(QUOTED PASSAGE)

┄┄┄┄┄┄┄┄┄┄

A couple of comments on the previous post. A set of inexpensive Rhino ramps is much easier than jacking the car up and using jackstands to access the drain plug. A topsider pump which sucks the oil using the dispstick tube (at least we D owners still have one) is easier still. Using my Mityvac pump I can change the oil in less than 15 minutes, all by just opening the hood. 

Also do check with your dealer on the price of oil. Better to bring the business to them. In Nov 2012 at the local BMW dealer the oil for the Diesel had a list of $8.15 with a net of $6.60 per quart (with my BMWCCA discount).

┄┄┄┄┄┄┄┄┄┄

(DATA EXTRACT)
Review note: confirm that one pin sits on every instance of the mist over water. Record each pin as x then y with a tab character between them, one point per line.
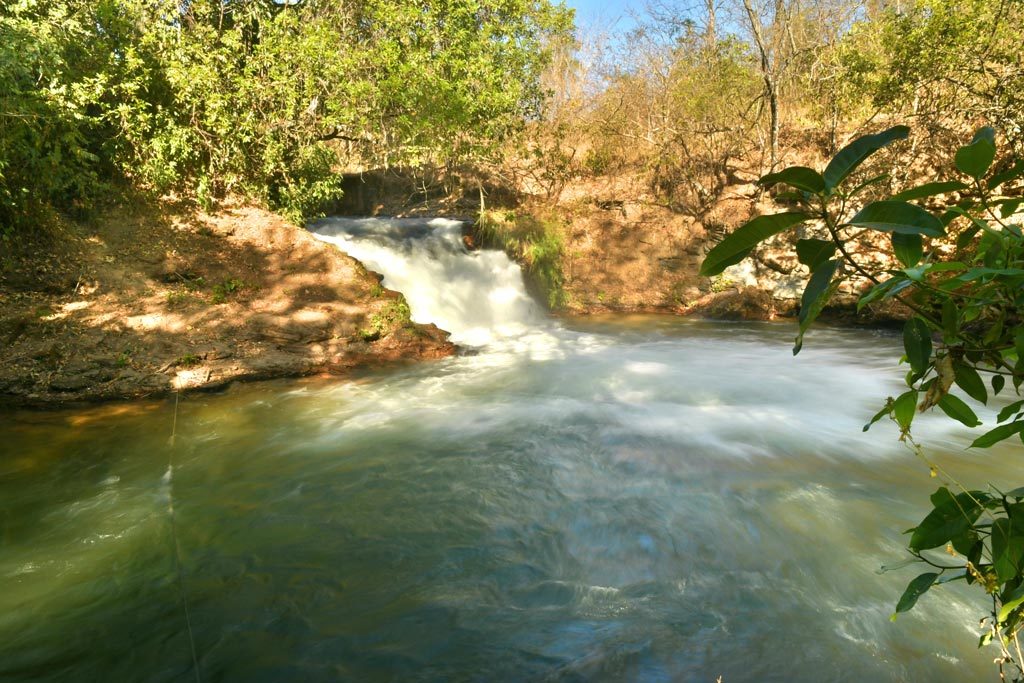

┄┄┄┄┄┄┄┄┄┄

(WHAT IS BEING ASKED) Can you continue the forum post about changing the oil on a BMW diesel, picking up right after its final sentence?

(WRITTEN ANSWER)
If you want to try the Mityvac, they are all built with a defective top seal. If you buy one you will need to pull off the top cover, clean out all the grease they use to try and make a seal, and reseal using silicone gasket maker. Once done it works properly. Also the 8 quart model holds a little less than 8 quarts before the overfill valve kicks in. It is necessary to take some used oil out of the Mityvac halfway though to fully empty the oil pan. I am using the model that can empty or fill (has a reversing valve) so is easy. Be sure to use the smaller diameter tube extension down the dipstick (someone tried to use the larger diameter tube and it got stuck). Finally if you have the model that can also empty, only empty through the larger primary tube, and do not try to empty though the smaller extension tube. Due to the pressure of emptying it will get disconnected and you will end up with a mess.


----------



## ChasR (Aug 29, 2012)

My two cents on the tire rotation issue.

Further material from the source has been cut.